SUPPLIED DATA START
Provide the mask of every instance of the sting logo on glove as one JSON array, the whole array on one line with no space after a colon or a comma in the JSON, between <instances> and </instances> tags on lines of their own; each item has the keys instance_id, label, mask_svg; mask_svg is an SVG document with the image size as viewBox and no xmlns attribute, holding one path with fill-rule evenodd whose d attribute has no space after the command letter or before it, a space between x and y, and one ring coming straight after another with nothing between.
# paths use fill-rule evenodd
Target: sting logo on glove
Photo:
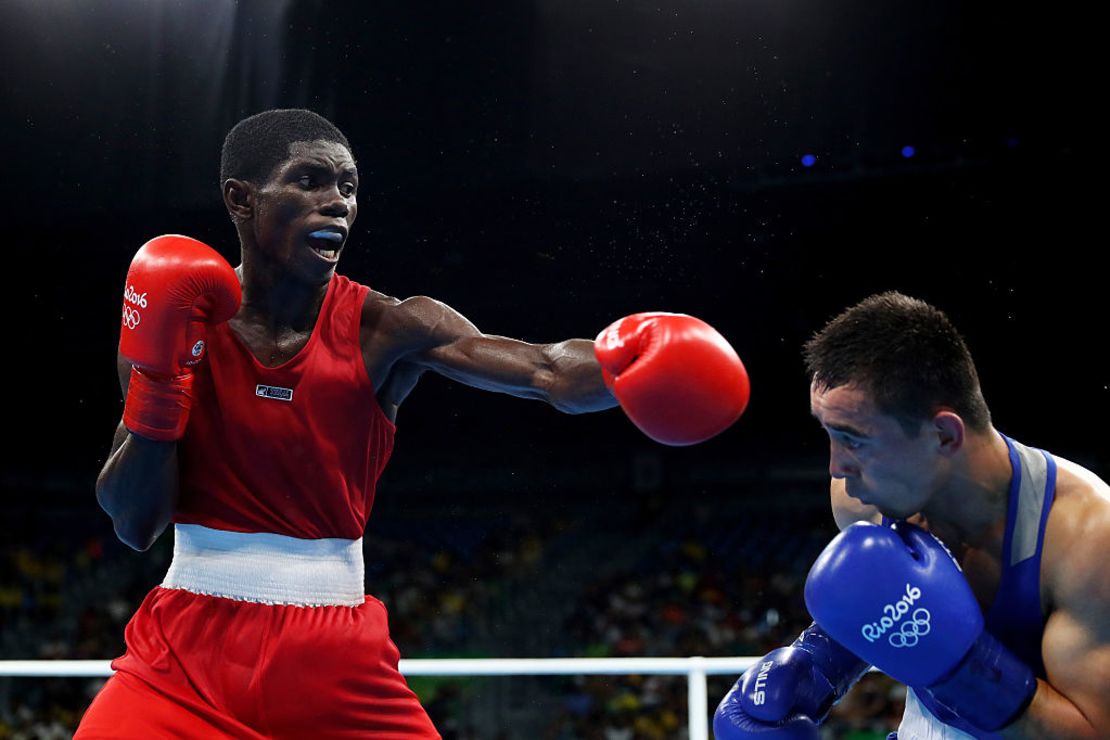
<instances>
[{"instance_id":1,"label":"sting logo on glove","mask_svg":"<svg viewBox=\"0 0 1110 740\"><path fill-rule=\"evenodd\" d=\"M759 666L759 673L755 676L755 691L752 692L752 704L762 706L767 701L767 674L771 672L771 666L775 661L768 660L763 665Z\"/></svg>"}]
</instances>

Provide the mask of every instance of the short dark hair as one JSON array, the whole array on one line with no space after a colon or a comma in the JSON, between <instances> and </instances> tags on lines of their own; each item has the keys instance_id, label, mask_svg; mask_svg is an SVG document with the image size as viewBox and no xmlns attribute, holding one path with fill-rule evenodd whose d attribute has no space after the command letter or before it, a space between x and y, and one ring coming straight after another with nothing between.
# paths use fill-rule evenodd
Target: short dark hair
<instances>
[{"instance_id":1,"label":"short dark hair","mask_svg":"<svg viewBox=\"0 0 1110 740\"><path fill-rule=\"evenodd\" d=\"M220 153L220 187L229 177L265 182L298 141L333 141L351 149L343 132L318 113L302 108L256 113L227 132Z\"/></svg>"},{"instance_id":2,"label":"short dark hair","mask_svg":"<svg viewBox=\"0 0 1110 740\"><path fill-rule=\"evenodd\" d=\"M975 431L990 428L967 344L944 312L924 301L895 291L865 298L806 342L804 354L818 388L858 386L907 434L942 407Z\"/></svg>"}]
</instances>

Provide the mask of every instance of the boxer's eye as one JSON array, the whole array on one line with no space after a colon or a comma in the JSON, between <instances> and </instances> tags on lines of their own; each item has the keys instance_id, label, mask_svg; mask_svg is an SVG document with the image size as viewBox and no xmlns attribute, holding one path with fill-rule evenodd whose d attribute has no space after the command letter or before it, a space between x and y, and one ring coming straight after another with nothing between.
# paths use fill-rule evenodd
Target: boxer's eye
<instances>
[{"instance_id":1,"label":"boxer's eye","mask_svg":"<svg viewBox=\"0 0 1110 740\"><path fill-rule=\"evenodd\" d=\"M863 447L863 440L842 434L840 435L840 444L844 445L849 450L858 450Z\"/></svg>"}]
</instances>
SUPPLIED DATA END
[WORK REQUEST]: From the data above, write out everything exactly except the pictures.

[OUTPUT OF THE EXERCISE]:
Provide the mask of every instance of the sting logo on glove as one JSON array, the whole array on one line with no space after a colon or a comma in the JSON, between <instances> and </instances> tags on lines of their own; each item has the keys instance_id, label, mask_svg; mask_svg is an SVG document with the image size as viewBox and no xmlns attribute, holding one path with fill-rule evenodd whose d attribute has no space after the command letter or before it, a space between x and y, and one ring coming straight after another with nothing between.
# paths use fill-rule evenodd
Target: sting logo on glove
Photo:
<instances>
[{"instance_id":1,"label":"sting logo on glove","mask_svg":"<svg viewBox=\"0 0 1110 740\"><path fill-rule=\"evenodd\" d=\"M759 666L759 673L755 676L755 691L752 692L752 704L762 706L767 701L767 674L771 672L771 666L775 661L768 660L763 665Z\"/></svg>"}]
</instances>

Provide the mask of every instance of the short dark hair as one JSON array, the whole array on one line with no space after a colon or a comma in the JSON, between <instances> and </instances> tags on lines of their own; each item has the keys instance_id, label, mask_svg; mask_svg is an SVG document with the image size as viewBox and no xmlns attribute, holding one path with fill-rule evenodd whose d attribute has no space after the command letter or before it, a space between x and y, and one ring coming straight after another with nothing between.
# paths use fill-rule evenodd
Target: short dark hair
<instances>
[{"instance_id":1,"label":"short dark hair","mask_svg":"<svg viewBox=\"0 0 1110 740\"><path fill-rule=\"evenodd\" d=\"M220 153L220 187L229 177L265 182L298 141L333 141L351 149L343 132L318 113L302 108L256 113L227 132Z\"/></svg>"},{"instance_id":2,"label":"short dark hair","mask_svg":"<svg viewBox=\"0 0 1110 740\"><path fill-rule=\"evenodd\" d=\"M975 431L990 428L967 344L944 312L924 301L895 291L865 298L806 342L804 354L818 388L858 386L907 434L942 407Z\"/></svg>"}]
</instances>

Provide the mask of every instance of the boxer's eye as one JSON array, the whole array on one line with no space after a colon or a comma in the JSON, between <instances> and </instances> tags on lines of their own; each item has the keys instance_id, label, mask_svg; mask_svg is an SVG document with the image size as viewBox and no xmlns attribute, holding one path with fill-rule evenodd whose d attribute has no space after the command letter or before it, a space between x and y, and one ring coming straight after another with nothing between.
# paths use fill-rule evenodd
Target: boxer's eye
<instances>
[{"instance_id":1,"label":"boxer's eye","mask_svg":"<svg viewBox=\"0 0 1110 740\"><path fill-rule=\"evenodd\" d=\"M863 447L863 440L842 434L840 435L840 444L844 445L849 450L858 450Z\"/></svg>"}]
</instances>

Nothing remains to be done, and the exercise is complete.